(Listed entries begins)

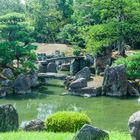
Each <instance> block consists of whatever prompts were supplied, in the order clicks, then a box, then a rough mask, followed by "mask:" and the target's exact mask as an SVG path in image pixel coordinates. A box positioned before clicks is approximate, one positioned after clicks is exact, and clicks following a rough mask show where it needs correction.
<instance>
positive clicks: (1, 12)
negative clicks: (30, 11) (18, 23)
mask: <svg viewBox="0 0 140 140" xmlns="http://www.w3.org/2000/svg"><path fill="white" fill-rule="evenodd" d="M24 11H25V5H23V4H22V3H21V0H0V15H4V14H7V13H12V12H19V13H22V12H24Z"/></svg>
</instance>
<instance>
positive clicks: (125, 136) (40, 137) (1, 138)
mask: <svg viewBox="0 0 140 140" xmlns="http://www.w3.org/2000/svg"><path fill="white" fill-rule="evenodd" d="M74 135H75V134H73V133H72V134H71V133H46V132H24V131H23V132H22V131H20V132H9V133H1V140H19V138H20V139H24V140H29V139H30V140H38V139H41V140H46V138H47V139H48V140H72V139H73V137H74ZM109 139H110V140H131V136H130V134H127V133H124V132H116V131H112V132H109Z"/></svg>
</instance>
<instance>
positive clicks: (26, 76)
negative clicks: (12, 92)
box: [14, 74, 31, 94]
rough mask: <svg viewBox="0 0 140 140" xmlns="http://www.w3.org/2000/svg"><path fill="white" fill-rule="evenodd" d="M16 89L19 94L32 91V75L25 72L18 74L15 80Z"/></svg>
mask: <svg viewBox="0 0 140 140" xmlns="http://www.w3.org/2000/svg"><path fill="white" fill-rule="evenodd" d="M14 90H15V93H17V94H26V93H31V81H30V77H29V76H28V75H25V74H20V75H18V77H17V79H16V80H15V82H14Z"/></svg>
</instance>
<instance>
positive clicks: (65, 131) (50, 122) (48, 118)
mask: <svg viewBox="0 0 140 140" xmlns="http://www.w3.org/2000/svg"><path fill="white" fill-rule="evenodd" d="M90 123H91V120H90V119H89V117H88V116H87V115H86V114H84V113H79V112H70V111H69V112H68V111H64V112H57V113H55V114H52V115H50V116H49V117H48V118H46V120H45V127H46V129H47V130H48V131H52V132H76V131H77V130H79V129H80V128H81V127H82V126H83V125H84V124H90Z"/></svg>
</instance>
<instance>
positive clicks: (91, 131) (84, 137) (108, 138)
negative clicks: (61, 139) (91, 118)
mask: <svg viewBox="0 0 140 140" xmlns="http://www.w3.org/2000/svg"><path fill="white" fill-rule="evenodd" d="M73 140H109V134H108V133H107V132H106V131H103V130H101V129H99V128H97V127H92V126H91V125H88V124H85V125H84V126H83V127H82V128H81V129H80V130H79V132H77V134H76V135H75V136H74V138H73Z"/></svg>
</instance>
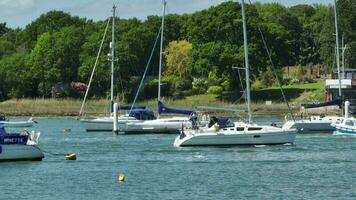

(Listed entries ends)

## Prompt
Please repeat all of the material above line for line, without any changes, and leave the pictures out of your answer.

## Answer below
Each <instance> block consists of whatever prompts were supplied, in the order clicks, then a box, then a rough mask, followed by "mask:" and the target's exact mask as an SVG path in image pixel coordinates. A box positioned before clicks is approximate, one positioned after clicks is exact, and clicks following a rough mask show where it needs correction.
<instance>
positive clicks: (1, 12)
negative clicks: (30, 11) (18, 23)
mask: <svg viewBox="0 0 140 140" xmlns="http://www.w3.org/2000/svg"><path fill="white" fill-rule="evenodd" d="M24 11H25V5H23V4H22V3H21V0H0V15H4V14H7V13H12V12H19V13H22V12H24Z"/></svg>
</instance>
<instance>
positive clicks: (125, 136) (40, 137) (1, 138)
mask: <svg viewBox="0 0 140 140" xmlns="http://www.w3.org/2000/svg"><path fill="white" fill-rule="evenodd" d="M74 135H75V134H73V133H72V134H71V133H46V132H24V131H23V132H22V131H20V132H9V133H1V140H19V138H20V139H24V140H29V139H30V140H38V139H41V140H46V138H47V139H48V140H72V139H73V137H74ZM109 139H110V140H131V136H130V134H127V133H124V132H116V131H112V132H109Z"/></svg>
</instance>
<instance>
positive clicks: (26, 76)
negative clicks: (12, 92)
box: [14, 74, 31, 94]
rough mask: <svg viewBox="0 0 140 140" xmlns="http://www.w3.org/2000/svg"><path fill="white" fill-rule="evenodd" d="M16 89L19 94L32 91V75L25 72L18 74L15 80Z"/></svg>
mask: <svg viewBox="0 0 140 140" xmlns="http://www.w3.org/2000/svg"><path fill="white" fill-rule="evenodd" d="M14 90H15V93H17V94H26V93H31V81H30V77H29V76H28V75H25V74H20V75H18V77H17V79H16V80H15V82H14Z"/></svg>
</instance>
<instance>
positive clicks: (65, 131) (50, 122) (48, 118)
mask: <svg viewBox="0 0 140 140" xmlns="http://www.w3.org/2000/svg"><path fill="white" fill-rule="evenodd" d="M90 123H91V120H90V119H89V117H88V116H87V115H86V114H84V113H79V112H70V111H69V112H68V111H64V112H57V113H55V114H52V115H50V116H49V117H48V118H46V120H45V127H46V129H47V130H48V131H52V132H76V131H77V130H79V129H80V128H81V127H82V126H83V125H84V124H90Z"/></svg>
</instance>
<instance>
positive clicks: (91, 131) (84, 137) (108, 138)
negative clicks: (61, 139) (91, 118)
mask: <svg viewBox="0 0 140 140" xmlns="http://www.w3.org/2000/svg"><path fill="white" fill-rule="evenodd" d="M73 140H109V134H108V133H107V132H106V131H103V130H101V129H99V128H97V127H92V126H91V125H88V124H85V125H84V126H83V127H82V128H81V129H80V130H79V132H77V134H76V135H75V136H74V138H73Z"/></svg>
</instance>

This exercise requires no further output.